| Object position labeling entries |
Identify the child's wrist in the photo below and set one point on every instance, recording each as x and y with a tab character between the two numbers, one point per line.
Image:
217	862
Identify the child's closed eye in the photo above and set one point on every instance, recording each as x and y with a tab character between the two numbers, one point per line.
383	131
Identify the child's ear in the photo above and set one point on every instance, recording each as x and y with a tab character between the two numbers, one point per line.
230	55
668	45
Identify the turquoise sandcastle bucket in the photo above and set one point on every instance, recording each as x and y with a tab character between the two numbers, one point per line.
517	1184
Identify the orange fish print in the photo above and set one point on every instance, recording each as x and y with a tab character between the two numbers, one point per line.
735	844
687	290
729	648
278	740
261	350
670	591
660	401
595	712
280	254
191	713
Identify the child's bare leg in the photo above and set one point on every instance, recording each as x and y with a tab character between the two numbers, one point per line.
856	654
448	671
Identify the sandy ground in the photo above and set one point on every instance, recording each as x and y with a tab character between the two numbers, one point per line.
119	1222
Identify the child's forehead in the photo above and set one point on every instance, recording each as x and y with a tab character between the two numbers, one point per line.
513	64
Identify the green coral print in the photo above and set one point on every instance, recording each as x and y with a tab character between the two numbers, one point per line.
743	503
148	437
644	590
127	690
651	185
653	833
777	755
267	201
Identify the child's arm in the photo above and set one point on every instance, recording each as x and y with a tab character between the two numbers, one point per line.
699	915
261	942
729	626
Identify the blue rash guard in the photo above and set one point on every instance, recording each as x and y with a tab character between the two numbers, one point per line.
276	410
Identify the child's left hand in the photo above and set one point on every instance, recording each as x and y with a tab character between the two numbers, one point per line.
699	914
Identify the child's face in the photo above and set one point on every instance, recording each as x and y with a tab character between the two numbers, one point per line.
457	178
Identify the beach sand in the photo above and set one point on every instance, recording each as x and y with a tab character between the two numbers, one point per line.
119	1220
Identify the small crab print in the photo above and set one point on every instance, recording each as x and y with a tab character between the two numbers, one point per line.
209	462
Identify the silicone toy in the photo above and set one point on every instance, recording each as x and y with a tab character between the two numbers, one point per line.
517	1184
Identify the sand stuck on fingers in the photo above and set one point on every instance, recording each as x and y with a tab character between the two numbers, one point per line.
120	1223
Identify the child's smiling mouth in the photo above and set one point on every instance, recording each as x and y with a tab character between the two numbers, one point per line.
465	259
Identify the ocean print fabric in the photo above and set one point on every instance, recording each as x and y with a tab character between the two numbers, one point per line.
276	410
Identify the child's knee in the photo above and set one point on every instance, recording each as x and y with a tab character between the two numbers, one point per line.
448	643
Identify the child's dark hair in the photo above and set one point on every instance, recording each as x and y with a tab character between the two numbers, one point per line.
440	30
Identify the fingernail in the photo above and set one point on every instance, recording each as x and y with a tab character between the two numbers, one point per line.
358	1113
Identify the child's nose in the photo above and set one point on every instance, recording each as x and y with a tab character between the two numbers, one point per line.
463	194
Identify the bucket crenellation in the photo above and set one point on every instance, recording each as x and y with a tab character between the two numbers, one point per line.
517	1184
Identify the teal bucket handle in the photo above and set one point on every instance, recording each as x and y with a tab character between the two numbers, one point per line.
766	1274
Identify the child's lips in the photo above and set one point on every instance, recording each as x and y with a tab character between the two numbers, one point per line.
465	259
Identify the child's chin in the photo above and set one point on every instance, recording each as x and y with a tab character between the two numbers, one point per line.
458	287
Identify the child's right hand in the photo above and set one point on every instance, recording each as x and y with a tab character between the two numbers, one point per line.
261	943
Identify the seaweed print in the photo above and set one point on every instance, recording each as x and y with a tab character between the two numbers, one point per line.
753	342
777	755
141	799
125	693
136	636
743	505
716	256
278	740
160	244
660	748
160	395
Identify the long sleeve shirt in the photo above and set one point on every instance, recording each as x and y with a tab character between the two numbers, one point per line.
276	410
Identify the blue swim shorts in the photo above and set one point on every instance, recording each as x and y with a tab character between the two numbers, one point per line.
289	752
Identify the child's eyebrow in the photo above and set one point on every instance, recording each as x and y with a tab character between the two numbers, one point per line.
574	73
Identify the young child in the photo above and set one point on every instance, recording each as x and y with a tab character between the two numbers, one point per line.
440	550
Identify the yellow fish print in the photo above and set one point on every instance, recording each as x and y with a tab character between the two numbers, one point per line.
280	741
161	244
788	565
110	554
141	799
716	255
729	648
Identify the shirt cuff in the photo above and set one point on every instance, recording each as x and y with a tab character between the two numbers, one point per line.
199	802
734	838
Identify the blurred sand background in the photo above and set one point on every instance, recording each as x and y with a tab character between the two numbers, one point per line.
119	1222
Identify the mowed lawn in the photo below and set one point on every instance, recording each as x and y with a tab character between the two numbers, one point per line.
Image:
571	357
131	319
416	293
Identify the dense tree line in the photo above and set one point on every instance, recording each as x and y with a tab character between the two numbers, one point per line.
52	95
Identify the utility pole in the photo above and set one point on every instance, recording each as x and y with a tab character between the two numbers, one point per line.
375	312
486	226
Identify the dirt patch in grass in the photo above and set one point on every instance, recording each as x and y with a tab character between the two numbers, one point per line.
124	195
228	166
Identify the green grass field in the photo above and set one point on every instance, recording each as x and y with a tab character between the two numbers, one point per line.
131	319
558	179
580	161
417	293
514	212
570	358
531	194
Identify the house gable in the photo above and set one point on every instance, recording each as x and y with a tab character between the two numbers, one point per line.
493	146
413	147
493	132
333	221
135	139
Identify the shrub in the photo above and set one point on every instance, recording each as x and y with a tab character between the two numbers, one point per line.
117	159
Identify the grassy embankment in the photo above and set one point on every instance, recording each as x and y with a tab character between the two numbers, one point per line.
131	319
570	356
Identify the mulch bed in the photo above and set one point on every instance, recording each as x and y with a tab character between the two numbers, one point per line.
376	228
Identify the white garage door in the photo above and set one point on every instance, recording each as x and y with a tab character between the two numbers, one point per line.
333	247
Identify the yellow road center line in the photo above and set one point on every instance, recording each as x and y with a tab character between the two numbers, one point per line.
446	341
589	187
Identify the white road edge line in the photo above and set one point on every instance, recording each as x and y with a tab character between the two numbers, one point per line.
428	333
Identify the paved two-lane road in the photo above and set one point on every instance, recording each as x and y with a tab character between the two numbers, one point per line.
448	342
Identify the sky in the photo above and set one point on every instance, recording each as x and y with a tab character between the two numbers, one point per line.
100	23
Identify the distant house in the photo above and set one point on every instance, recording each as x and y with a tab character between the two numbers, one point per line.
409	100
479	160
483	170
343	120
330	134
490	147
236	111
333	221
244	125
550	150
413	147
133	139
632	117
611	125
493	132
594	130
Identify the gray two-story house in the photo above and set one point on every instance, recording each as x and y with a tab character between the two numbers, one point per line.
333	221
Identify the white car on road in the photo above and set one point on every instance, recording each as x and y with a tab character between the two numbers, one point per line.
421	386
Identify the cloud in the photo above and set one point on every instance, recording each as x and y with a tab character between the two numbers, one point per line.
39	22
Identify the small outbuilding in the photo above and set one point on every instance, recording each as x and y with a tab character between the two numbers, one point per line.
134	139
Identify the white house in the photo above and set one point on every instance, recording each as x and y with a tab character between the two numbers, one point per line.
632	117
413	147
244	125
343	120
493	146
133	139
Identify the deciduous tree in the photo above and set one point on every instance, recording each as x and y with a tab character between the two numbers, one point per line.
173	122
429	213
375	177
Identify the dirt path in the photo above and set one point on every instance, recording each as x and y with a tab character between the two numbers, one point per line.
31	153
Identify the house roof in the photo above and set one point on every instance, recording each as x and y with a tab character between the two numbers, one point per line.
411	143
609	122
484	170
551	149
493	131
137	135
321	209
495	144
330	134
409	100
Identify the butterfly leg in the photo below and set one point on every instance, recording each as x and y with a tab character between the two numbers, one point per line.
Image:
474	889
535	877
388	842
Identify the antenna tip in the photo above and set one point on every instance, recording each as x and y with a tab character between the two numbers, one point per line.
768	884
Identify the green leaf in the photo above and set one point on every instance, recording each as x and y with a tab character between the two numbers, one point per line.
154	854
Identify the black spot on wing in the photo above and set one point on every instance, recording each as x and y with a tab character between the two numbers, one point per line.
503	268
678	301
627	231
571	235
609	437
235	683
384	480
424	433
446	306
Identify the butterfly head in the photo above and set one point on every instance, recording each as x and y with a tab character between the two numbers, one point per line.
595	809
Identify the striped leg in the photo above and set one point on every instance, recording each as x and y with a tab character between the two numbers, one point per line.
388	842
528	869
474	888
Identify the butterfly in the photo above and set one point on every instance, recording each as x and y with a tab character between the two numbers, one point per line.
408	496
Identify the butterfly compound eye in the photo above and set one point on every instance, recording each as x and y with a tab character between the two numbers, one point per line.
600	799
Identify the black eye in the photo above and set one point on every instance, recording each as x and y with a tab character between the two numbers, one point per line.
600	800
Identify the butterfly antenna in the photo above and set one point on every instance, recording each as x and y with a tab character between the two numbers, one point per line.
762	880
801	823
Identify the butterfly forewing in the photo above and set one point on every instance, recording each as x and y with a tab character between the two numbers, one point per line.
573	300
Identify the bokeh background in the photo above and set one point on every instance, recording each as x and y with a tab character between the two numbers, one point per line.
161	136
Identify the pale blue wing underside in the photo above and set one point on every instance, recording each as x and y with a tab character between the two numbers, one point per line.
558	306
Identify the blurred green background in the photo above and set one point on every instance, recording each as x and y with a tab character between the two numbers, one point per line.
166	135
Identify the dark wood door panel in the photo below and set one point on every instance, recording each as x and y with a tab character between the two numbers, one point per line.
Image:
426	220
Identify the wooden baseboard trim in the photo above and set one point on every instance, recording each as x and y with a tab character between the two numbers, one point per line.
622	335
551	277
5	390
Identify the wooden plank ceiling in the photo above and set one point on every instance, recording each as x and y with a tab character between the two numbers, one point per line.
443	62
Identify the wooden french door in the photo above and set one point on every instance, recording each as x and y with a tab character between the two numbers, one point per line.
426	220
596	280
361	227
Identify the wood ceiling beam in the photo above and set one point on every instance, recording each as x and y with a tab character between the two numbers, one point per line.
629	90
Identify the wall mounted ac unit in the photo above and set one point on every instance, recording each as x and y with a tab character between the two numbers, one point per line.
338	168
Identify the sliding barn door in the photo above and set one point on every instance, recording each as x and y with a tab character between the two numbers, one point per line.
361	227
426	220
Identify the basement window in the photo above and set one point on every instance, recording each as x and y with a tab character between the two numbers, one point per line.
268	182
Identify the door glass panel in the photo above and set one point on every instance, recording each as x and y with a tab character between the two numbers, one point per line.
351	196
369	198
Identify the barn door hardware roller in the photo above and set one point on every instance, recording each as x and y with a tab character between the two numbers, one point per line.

| What is needed |
Word for word, quote the lines from the line containing "Identify the basement" through the end of the material, both included, and nothing else.

| Result of this exercise |
Identify the basement window in the photo above and set one point on every instance, recording each as x and y with a tab character between the two numbers, one point per line.
268	182
Identify the door glass panel in the photo above and set one point on every instance, recording each as x and y with a tab character between the two numbers, one point per line.
351	196
369	198
Identify the barn door hardware roller in the photo above and set one point on every instance, recording each as x and y with a tab character between the two numbers, one point per line.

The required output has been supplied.